= Consignes =
a – Résumez en deux phrases l'extrait sur le canal de Balajat.
b – Répondez à ces questions sur l'extrait du document :
(i) Quelle taxe annuelle par hectare était payée pour les jardins entre 1926 et 1933 ?
(ii) À quelle date a eu lieu la séance de la Commission Départementale qui mentionne l'attribution de la subvention ?
(iii) Sur quelle longueur le vieux bachage à la chaux devait-il être reconstruit ?

= Extrait du document =
De nouvelles réparations sont effectuées en 1932, à la suite de dégâts provoqués lors des inondations de décembre 1932. Une partie du barrage emporté est donc reconstruite et les éboulements situés à l’emplacement de ce dernier sont dégagés. Ces aménagements ne tiennent qu’un temps, puisque de nouvelles crues fragilisent à nouveau le canal en 1935 [A.D. 66 : 14 Sp 131]. Afin de lutter contre le chômage qui apparaît en forte hausse dans la région, les travaux supplémentaires réalisés en 1936 ont été « donnés à l’adjudication sur appel d’offres entre les entrepreneurs de la commune et des environs » [A.D. 66 : 14 Sp 131]. Le dossier relatif à ce nouveau projet de réparations, mentionne les taxes annuelles payées à l’hectare par les tenanciers de l’association du canal de Balajat ; entre 1926 et 1933, la taxe est estimée à 800 francs par hectare pour les jardins et à 400 francs par hectare pour les champs. De 1933 à 1935, la taxe est de 700 francs par hectare pour les jardins et de 350 francs par hectare pour les champs. Afin de réaliser ces travaux, l’Association syndicale du canal de Balajat a établi une demande de subvention sur les fonds départementaux. L’extrait du Registre des Délibérations de la Commission Départementale, portant sur la séance du 9 Janvier 1937, mentionne l’attribution d’une subvention limitée au maximum de 13. 583 francs. Les plans des réparations à effectuer ont été réalisés en 1936 par les architectes Félix Mercader et Samuel Banyuls. Celles-ci ont consisté à réfectionner les murs de soutènement prévus d’être maçonnés au mortier de ciment, à construire une vanne martelière au niveau de la prise d’eau du canal et un bachage en béton au niveau du déversoir. Elles ont également concerné la surélévation des banquettes ainsi que la démolition d’un vieux bachage à la chaux réalisé en 1921, pour être reconstruit sur une longueur de 12,20 m.

Entrées de pointage d'objets nommés:

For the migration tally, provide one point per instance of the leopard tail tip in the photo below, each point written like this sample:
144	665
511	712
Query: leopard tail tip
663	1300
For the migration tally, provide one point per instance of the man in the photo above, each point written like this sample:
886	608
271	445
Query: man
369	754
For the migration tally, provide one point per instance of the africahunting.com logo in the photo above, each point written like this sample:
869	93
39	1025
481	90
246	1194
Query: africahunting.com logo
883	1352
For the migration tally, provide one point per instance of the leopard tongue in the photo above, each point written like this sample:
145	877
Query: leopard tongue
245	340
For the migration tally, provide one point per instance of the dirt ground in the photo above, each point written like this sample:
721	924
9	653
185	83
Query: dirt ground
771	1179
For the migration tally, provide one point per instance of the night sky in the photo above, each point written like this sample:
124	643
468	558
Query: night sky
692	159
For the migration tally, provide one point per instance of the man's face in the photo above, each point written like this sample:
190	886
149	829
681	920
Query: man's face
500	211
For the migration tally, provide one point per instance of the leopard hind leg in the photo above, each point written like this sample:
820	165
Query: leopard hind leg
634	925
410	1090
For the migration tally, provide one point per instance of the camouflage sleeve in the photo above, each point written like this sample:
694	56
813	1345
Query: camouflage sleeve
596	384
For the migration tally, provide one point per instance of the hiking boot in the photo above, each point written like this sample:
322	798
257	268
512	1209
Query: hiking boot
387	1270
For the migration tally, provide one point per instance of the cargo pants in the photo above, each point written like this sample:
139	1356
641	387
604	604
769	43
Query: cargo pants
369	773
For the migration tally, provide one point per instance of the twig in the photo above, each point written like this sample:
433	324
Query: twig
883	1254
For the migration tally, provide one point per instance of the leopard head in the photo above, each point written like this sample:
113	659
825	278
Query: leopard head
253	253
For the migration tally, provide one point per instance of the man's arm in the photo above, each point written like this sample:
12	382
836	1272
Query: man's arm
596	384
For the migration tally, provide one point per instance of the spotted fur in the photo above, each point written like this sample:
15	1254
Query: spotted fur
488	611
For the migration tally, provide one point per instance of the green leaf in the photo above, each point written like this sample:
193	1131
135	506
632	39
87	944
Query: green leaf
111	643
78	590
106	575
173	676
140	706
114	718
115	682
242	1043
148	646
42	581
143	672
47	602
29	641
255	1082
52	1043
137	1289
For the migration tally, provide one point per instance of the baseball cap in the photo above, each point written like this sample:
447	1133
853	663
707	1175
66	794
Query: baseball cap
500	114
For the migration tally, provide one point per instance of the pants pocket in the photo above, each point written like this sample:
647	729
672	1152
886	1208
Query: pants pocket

= Corrigés détaillés =
a – Après de nouvelles crues en 1935, des travaux de réparation du canal de Balajat ont été confiés en 1936 à des entrepreneurs de la commune et des environs pour lutter contre le chômage, avec une subvention départementale demandée par l'Association syndicale du canal. Les plans de ces travaux, dressés par les architectes Félix Mercader et Samuel Banyuls, prévoyaient notamment la réfection des murs de soutènement, une vanne martelière à la prise d'eau, un bachage en béton au déversoir, la surélévation des banquettes et la reconstruction d'un vieux bachage de 1921.

b –
(i) 800 francs par hectare.
(ii) Le 9 janvier 1937.
(iii) Sur 12,20 m.